### EXERCISE:
I need the lines below from the one with "Expected: one point per instance of the grass" down to the one with "Expected: one point per instance of the vegetation" reproduced exactly, both ends included, and nothing else.

Referring expression pointing data
☆ ☆ ☆ ☆

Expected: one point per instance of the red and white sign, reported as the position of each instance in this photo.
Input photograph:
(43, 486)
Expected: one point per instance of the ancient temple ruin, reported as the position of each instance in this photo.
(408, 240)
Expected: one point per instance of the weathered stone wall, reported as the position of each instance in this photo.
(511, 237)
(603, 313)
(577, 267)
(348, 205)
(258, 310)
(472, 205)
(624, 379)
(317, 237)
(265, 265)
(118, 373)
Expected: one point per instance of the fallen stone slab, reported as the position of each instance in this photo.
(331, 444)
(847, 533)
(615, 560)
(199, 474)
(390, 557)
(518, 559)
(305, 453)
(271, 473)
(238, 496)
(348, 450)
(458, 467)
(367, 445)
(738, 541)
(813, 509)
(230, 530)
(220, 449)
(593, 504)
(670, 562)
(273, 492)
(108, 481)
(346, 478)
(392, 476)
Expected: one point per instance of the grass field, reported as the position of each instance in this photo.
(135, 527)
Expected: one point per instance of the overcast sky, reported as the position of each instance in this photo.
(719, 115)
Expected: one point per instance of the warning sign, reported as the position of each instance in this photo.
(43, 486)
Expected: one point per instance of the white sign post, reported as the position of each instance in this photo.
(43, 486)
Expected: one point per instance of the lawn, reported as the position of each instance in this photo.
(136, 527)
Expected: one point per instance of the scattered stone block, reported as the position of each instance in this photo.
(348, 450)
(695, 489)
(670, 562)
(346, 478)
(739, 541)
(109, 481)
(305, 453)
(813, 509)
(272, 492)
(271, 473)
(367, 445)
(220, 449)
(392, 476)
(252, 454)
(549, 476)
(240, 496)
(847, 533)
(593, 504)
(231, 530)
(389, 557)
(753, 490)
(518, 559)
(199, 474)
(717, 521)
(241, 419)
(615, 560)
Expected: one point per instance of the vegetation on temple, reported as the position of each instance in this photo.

☆ ☆ ☆ ☆

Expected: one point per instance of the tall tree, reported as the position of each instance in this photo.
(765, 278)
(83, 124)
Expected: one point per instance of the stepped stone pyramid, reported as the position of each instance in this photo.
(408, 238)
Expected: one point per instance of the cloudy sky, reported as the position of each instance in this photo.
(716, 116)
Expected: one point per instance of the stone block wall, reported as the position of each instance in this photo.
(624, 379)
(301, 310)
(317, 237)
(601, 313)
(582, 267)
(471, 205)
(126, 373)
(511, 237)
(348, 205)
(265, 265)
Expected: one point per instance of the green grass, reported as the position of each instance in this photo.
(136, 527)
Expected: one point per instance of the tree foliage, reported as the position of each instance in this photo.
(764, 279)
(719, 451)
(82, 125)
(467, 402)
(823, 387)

☆ ☆ ☆ ☆

### TASK RESULT:
Expected: one point per instance of the grass field, reported as the position of each instance in this photo.
(135, 527)
Expected: one point per instance of the overcast sky, reported as the position of each instance in this photo.
(719, 115)
Expected: one point per instance of the warning sign, reported as the position of each instance in this photo.
(43, 486)
Expected: one point per instance of the white sign post, reported as the position of each instance in this photo.
(43, 486)
Expected: one point per instance of the lawn, reported as the position of each instance in this photo.
(136, 527)
Expected: one point per instance of the scattered stone block, reported as the position of each instance in this photo.
(348, 450)
(695, 489)
(670, 562)
(346, 478)
(739, 541)
(109, 481)
(305, 453)
(813, 509)
(272, 492)
(271, 473)
(367, 445)
(220, 449)
(392, 476)
(252, 454)
(549, 476)
(240, 496)
(847, 533)
(593, 504)
(231, 530)
(389, 557)
(753, 490)
(518, 559)
(199, 474)
(717, 521)
(241, 419)
(615, 560)
Expected: one point per instance of the vegetation on temple, reported as the position of each instance in this photo.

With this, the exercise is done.